▸ WHAT TO PRODUCE: Duplicate the passage of the Royal Shakespeare Company text starting with "Hall claimed the" and going on through "join the RSC?".

▸ GIVEN TEXT:
--------------------------------

When Peter Hall was appointed Artistic Director of the Shakespeare Memorial Theatre in 1960, one of his first efforts to accomplish his goal of “expressing Shakespeare’s intentions in terms that modern audiences could understand”, was to change the name and identity of the organisation:
The title Royal Shakespeare Company helps us…it’s got everything in it except God! And it is a good commercial title, but it also has an enormous danger. It makes us sound antique, square, institutional, conservative, traditional...We are none of these things. We want to run a popular theatre. We want to get people who have never been to the theatre—and particularly the young—to see our plays.
Hall claimed the fundamental mission of the newly christened RSC was to ‘conserve, advance and disseminate the dramatic heritage of Shakespeare,’ and in effect to ‘speak authoritatively through, for and on behalf of Shakespeare’.
In the past 50 years, the RSC has achieved this goal with its extensive production programmes in Stratford-upon-Avon, London, and Newcastle, and by the various outreach projects and tours it conducts around globe. With the opening of the new theatre compex in Stratford-upon-Avon, the Company seems to be celebrating its rich heritage, while simultaneously signaling their intent for decades to come. In honour of this milestone, a selection of key company members have offered their memories on the Royal Shakespeare Company’s illustrious past:
Cicely Berry, OBE, Hon.D.Litt (Voice Director)
When did you join the RSC?
I joined the Company in 1969. This was my first experience working exclusively with and for a large theatre company, and the directors were each so open to me, and my work. They each had such different styles, and that’s important. Trevor [Nunn] had such a quiet intensity, Terry [Hands] more of a large, epic style, and for John [Barton] it was all about forms of speech and expression, metre and rhythm. Experiencing these differences made me realize that actors have to find their own truths through each director’s style, and communicate with the audience.
What have been the greatest challenges in your work with the Company?
The way we speak has changed due to television and film. In the past, the focus was on finding the music of the language, the poetry. The emphasis was on beautiful, declaimed speech. Today, the emphasis is on the ‘now’. Speaking the ‘now’, politics. Actors have a difficult time speaking text. It’s about striking a delicate balance between the ‘then’ and the ‘now’. Shakespeare is always at the heart of now.

--------------------------------

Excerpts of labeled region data
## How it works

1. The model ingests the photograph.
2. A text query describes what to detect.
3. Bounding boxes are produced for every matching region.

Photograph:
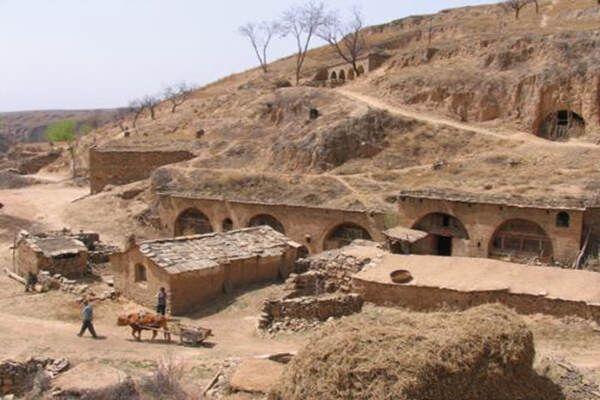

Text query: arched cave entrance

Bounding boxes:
[175,208,213,236]
[490,219,553,261]
[323,222,373,250]
[537,110,585,141]
[248,214,285,235]
[413,213,469,256]
[221,218,233,232]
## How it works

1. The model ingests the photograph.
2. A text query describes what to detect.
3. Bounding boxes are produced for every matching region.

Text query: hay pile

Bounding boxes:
[273,305,561,400]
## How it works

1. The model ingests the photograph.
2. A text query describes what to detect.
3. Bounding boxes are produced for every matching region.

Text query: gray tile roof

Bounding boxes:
[139,226,296,274]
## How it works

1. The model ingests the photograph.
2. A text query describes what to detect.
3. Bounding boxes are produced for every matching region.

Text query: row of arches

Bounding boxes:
[175,208,373,255]
[413,212,570,260]
[329,65,365,82]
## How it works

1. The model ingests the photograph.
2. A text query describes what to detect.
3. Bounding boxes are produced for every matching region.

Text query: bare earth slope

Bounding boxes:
[77,0,600,209]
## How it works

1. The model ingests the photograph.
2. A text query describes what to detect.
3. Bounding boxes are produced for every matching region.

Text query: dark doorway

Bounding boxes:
[437,236,452,257]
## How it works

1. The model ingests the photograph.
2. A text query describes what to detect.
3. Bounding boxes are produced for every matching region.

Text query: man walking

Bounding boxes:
[77,300,98,339]
[156,287,167,315]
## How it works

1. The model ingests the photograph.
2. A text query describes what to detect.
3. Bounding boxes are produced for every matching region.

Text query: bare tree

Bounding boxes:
[128,99,145,130]
[317,8,367,76]
[238,22,280,73]
[281,1,331,84]
[140,95,160,120]
[502,0,540,19]
[163,82,194,114]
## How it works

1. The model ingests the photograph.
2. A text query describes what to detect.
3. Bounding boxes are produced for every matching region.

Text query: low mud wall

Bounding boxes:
[90,147,194,193]
[353,277,600,321]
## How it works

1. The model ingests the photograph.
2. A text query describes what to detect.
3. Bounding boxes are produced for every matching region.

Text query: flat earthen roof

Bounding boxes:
[354,253,600,306]
[25,236,87,257]
[397,188,597,211]
[139,226,297,274]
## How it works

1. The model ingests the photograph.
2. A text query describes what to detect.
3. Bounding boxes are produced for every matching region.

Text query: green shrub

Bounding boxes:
[46,119,77,143]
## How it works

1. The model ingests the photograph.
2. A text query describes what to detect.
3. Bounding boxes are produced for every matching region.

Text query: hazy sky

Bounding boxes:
[0,0,492,111]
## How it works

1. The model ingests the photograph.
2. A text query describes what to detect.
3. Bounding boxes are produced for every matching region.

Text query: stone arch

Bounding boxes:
[489,219,553,260]
[221,218,233,232]
[134,264,148,282]
[556,211,571,228]
[537,110,585,141]
[175,208,213,236]
[297,246,310,260]
[323,222,373,251]
[348,68,356,81]
[248,214,285,235]
[412,212,469,256]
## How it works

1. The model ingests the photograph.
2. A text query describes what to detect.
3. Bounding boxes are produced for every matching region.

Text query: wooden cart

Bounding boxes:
[170,323,212,346]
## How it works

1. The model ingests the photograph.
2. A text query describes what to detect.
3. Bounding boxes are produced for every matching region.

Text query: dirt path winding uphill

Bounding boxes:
[336,88,599,149]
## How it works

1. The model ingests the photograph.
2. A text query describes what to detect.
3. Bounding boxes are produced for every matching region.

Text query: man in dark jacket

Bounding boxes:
[77,300,98,339]
[156,287,167,315]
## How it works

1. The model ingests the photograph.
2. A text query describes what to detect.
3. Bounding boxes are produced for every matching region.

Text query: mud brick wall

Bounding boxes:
[90,148,194,193]
[263,293,364,322]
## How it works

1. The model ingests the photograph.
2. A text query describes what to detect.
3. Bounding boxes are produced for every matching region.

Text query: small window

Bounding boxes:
[556,212,571,228]
[135,264,148,282]
[442,215,450,227]
[222,218,233,232]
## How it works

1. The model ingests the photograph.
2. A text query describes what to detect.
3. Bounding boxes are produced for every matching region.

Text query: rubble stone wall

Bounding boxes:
[15,242,88,278]
[263,293,364,323]
[89,147,194,193]
[158,194,385,254]
[398,198,583,264]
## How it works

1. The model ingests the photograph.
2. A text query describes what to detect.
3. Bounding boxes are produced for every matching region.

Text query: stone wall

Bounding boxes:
[89,147,194,193]
[398,197,583,265]
[259,293,364,329]
[0,357,69,395]
[354,277,600,321]
[111,246,297,315]
[158,194,386,254]
[15,241,88,278]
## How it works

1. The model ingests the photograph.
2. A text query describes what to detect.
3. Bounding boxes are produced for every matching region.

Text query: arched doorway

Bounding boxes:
[489,219,553,261]
[537,110,585,141]
[221,218,233,232]
[413,213,469,256]
[248,214,285,235]
[175,208,213,236]
[323,222,373,250]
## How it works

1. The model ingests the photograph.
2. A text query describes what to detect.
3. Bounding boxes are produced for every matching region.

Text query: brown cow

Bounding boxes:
[117,313,171,342]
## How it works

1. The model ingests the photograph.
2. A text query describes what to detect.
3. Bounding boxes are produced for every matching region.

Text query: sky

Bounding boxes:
[0,0,493,111]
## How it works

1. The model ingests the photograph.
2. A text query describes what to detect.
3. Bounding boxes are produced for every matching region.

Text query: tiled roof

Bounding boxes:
[139,226,296,274]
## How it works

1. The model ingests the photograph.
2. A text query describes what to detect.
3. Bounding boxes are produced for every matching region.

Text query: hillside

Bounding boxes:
[0,110,120,152]
[78,0,600,209]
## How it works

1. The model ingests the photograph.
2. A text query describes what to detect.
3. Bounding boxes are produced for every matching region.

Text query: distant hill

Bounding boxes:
[0,109,117,152]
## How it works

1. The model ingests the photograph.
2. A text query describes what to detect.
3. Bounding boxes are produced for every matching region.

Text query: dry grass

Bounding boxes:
[276,305,561,400]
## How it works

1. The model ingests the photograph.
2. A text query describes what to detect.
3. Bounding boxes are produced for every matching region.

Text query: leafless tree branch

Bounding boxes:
[238,22,280,73]
[280,1,331,84]
[317,8,367,76]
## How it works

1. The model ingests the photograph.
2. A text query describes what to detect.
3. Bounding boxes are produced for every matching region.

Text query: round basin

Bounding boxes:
[390,269,413,284]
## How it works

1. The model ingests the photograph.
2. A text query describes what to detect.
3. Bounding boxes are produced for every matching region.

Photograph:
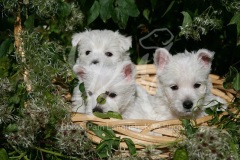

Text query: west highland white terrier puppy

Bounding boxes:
[72,30,132,111]
[72,30,132,66]
[73,62,136,115]
[123,48,226,120]
[154,48,226,118]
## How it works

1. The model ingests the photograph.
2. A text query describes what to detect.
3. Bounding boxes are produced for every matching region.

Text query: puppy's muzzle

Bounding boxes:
[183,100,193,109]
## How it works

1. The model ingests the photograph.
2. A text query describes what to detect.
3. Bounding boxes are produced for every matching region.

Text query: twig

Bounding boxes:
[33,147,76,159]
[14,2,31,92]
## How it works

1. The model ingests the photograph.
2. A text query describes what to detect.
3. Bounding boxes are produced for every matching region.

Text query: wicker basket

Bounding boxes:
[72,64,236,157]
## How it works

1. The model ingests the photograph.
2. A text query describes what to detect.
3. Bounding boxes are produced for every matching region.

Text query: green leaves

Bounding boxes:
[233,73,240,91]
[0,38,12,58]
[181,119,198,138]
[223,67,240,91]
[97,93,107,105]
[228,12,240,45]
[122,138,137,156]
[99,0,114,23]
[0,148,8,160]
[79,82,87,102]
[58,1,72,18]
[87,122,116,140]
[93,111,122,119]
[87,0,139,29]
[181,11,192,27]
[87,122,137,158]
[87,1,100,25]
[173,148,188,160]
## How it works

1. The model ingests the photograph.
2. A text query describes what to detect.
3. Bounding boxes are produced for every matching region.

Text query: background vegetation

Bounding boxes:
[0,0,240,160]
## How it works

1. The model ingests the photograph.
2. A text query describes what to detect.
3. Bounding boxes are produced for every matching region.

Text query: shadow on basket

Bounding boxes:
[72,65,236,157]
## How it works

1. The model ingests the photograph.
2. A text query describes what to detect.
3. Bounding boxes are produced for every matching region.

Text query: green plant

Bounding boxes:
[81,0,139,29]
[87,122,137,158]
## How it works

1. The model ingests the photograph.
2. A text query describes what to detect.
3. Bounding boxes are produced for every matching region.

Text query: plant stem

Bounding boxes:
[7,141,29,160]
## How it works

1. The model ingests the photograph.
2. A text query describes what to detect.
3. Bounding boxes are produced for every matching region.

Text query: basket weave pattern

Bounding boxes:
[72,64,235,156]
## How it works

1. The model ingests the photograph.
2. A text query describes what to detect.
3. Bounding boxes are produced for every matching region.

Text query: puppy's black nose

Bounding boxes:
[92,60,99,64]
[93,107,103,113]
[183,100,193,109]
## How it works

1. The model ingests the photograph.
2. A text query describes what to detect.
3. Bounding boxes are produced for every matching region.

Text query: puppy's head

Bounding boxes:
[72,30,132,66]
[74,62,135,113]
[154,48,214,117]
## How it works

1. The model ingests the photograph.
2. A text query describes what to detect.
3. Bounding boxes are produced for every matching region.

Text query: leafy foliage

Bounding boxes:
[0,0,240,159]
[83,0,139,29]
[87,122,136,158]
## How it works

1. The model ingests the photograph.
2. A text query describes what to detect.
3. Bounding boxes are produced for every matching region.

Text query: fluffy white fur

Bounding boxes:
[72,30,132,66]
[124,48,226,120]
[72,30,132,111]
[73,62,135,114]
[154,48,226,118]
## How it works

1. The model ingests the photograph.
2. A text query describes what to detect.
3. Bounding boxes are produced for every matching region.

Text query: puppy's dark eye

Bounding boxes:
[170,85,178,91]
[105,52,113,57]
[193,83,201,88]
[108,93,117,98]
[86,51,91,55]
[88,91,92,96]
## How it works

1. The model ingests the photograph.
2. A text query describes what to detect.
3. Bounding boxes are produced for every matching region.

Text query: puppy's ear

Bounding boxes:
[122,63,135,81]
[154,48,172,73]
[197,49,214,68]
[115,31,132,52]
[73,64,86,78]
[72,33,83,47]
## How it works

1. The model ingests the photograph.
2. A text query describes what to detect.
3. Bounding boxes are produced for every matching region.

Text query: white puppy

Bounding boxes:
[154,48,226,118]
[73,62,136,114]
[123,48,226,120]
[72,30,132,111]
[72,30,132,66]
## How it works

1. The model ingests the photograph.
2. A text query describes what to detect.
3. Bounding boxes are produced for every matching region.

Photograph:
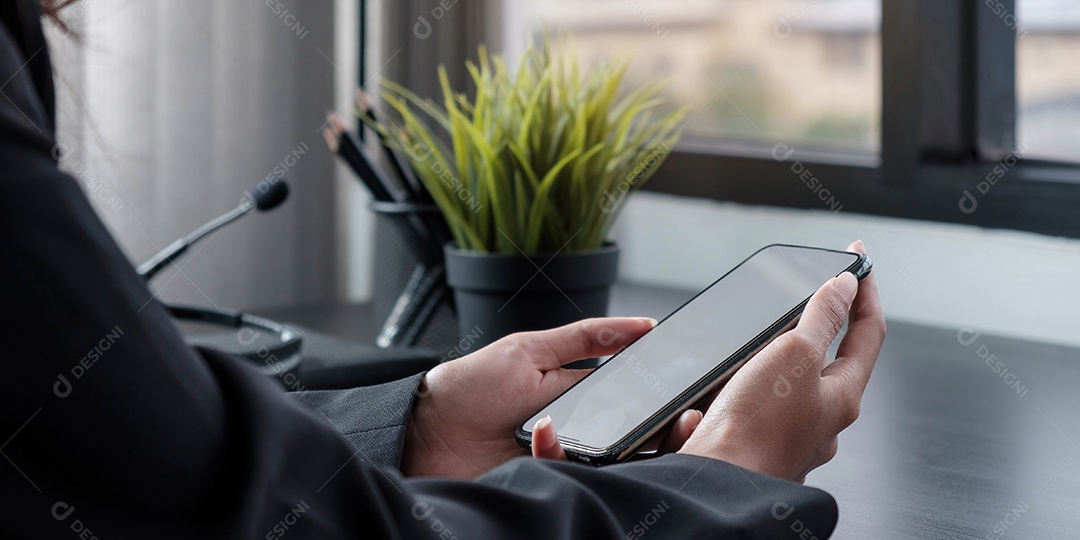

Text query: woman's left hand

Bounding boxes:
[402,318,656,478]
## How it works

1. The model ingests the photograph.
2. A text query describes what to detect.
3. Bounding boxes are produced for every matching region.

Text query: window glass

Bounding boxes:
[526,0,881,150]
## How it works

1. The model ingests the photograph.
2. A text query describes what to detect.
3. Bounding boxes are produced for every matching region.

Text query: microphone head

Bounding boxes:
[244,178,288,212]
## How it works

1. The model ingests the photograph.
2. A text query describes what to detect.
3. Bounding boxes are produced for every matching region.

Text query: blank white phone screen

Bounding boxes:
[522,245,859,449]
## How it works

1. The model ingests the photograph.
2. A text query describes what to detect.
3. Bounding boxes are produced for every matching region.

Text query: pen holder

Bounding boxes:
[370,201,468,360]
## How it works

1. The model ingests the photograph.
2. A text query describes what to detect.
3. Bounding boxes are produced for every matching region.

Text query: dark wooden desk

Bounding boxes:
[267,284,1080,539]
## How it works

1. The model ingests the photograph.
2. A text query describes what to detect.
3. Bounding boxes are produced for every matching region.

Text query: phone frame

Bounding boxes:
[515,244,873,465]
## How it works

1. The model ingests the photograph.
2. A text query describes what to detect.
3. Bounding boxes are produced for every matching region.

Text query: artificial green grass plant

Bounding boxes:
[362,32,685,255]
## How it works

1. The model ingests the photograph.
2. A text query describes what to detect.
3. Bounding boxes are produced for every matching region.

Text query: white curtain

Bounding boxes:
[52,0,343,308]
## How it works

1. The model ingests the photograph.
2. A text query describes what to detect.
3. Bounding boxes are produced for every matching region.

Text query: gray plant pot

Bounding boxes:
[445,243,619,360]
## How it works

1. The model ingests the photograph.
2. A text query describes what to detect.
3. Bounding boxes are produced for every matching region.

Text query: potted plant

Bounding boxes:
[362,32,685,346]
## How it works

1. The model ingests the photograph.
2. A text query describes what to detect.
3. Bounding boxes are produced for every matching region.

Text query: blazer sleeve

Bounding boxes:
[0,17,836,540]
[288,374,423,468]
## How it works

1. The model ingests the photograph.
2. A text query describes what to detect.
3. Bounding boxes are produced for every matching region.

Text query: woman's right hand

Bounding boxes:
[532,242,886,482]
[679,242,886,482]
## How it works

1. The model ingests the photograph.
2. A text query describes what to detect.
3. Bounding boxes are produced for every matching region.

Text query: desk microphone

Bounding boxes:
[137,178,288,281]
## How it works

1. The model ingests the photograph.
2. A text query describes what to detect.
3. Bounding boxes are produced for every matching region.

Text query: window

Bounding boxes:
[526,0,881,151]
[369,0,1080,238]
[1015,0,1080,162]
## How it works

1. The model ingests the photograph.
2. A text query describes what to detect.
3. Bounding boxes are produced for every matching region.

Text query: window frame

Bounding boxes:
[643,0,1080,238]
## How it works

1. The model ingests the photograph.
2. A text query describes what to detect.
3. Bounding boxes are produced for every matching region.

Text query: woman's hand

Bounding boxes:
[402,318,656,478]
[679,242,886,482]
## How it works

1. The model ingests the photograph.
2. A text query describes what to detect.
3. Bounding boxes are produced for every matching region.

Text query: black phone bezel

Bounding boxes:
[515,244,873,465]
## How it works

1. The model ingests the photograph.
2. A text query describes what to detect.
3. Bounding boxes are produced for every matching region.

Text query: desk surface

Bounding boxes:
[266,284,1080,539]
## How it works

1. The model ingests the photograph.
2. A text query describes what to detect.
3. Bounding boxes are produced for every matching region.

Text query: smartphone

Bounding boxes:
[517,244,870,465]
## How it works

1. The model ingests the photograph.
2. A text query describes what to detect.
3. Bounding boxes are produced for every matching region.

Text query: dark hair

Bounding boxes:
[41,0,78,33]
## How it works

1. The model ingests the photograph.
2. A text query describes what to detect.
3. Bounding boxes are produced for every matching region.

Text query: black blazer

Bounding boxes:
[0,0,837,540]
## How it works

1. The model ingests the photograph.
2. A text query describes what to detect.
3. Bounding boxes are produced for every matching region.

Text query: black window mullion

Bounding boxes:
[971,0,1016,161]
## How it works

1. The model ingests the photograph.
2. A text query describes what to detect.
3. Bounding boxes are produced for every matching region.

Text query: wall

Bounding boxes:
[617,193,1080,346]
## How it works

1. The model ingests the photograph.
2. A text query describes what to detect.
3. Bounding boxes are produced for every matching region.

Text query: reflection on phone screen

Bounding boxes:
[523,245,858,449]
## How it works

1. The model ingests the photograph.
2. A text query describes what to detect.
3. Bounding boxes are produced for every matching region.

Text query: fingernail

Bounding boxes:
[691,409,705,428]
[532,415,555,448]
[835,272,859,301]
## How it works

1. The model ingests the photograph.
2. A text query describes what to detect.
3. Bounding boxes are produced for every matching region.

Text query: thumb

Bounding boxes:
[794,272,859,350]
[532,416,566,460]
[516,318,657,369]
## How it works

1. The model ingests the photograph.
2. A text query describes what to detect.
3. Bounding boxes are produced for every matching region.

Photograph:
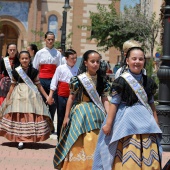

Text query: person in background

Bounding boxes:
[115,39,142,79]
[0,43,19,105]
[47,49,78,140]
[27,44,38,62]
[53,50,110,170]
[57,47,67,64]
[0,51,53,149]
[33,31,61,120]
[93,47,162,170]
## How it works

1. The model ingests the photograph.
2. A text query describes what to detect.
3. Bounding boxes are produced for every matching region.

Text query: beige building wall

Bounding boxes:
[0,0,120,65]
[141,0,163,54]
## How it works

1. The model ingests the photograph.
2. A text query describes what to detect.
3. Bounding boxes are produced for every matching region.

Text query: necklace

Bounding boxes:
[86,72,97,87]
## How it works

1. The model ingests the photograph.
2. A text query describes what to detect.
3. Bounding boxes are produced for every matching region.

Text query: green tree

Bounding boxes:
[80,1,160,56]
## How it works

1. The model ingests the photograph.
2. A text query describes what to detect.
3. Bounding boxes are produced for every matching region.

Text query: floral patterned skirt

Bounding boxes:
[58,129,99,170]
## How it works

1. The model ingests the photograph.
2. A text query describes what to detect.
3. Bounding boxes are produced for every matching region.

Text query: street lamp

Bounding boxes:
[156,0,170,151]
[0,33,4,58]
[61,0,71,52]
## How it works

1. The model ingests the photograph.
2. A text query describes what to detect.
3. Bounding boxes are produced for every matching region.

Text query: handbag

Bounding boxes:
[162,159,170,170]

--------------------------------

▸ OUTPUT BELOW:
Hall claimed the fundamental mission of the newly christened RSC was to ‘conserve, advance and disseminate the dramatic heritage of Shakespeare,’ and in effect to ‘speak authoritatively through, for and on behalf of Shakespeare’.
In the past 50 years, the RSC has achieved this goal with its extensive production programmes in Stratford-upon-Avon, London, and Newcastle, and by the various outreach projects and tours it conducts around globe. With the opening of the new theatre compex in Stratford-upon-Avon, the Company seems to be celebrating its rich heritage, while simultaneously signaling their intent for decades to come. In honour of this milestone, a selection of key company members have offered their memories on the Royal Shakespeare Company’s illustrious past:
Cicely Berry, OBE, Hon.D.Litt (Voice Director)
When did you join the RSC?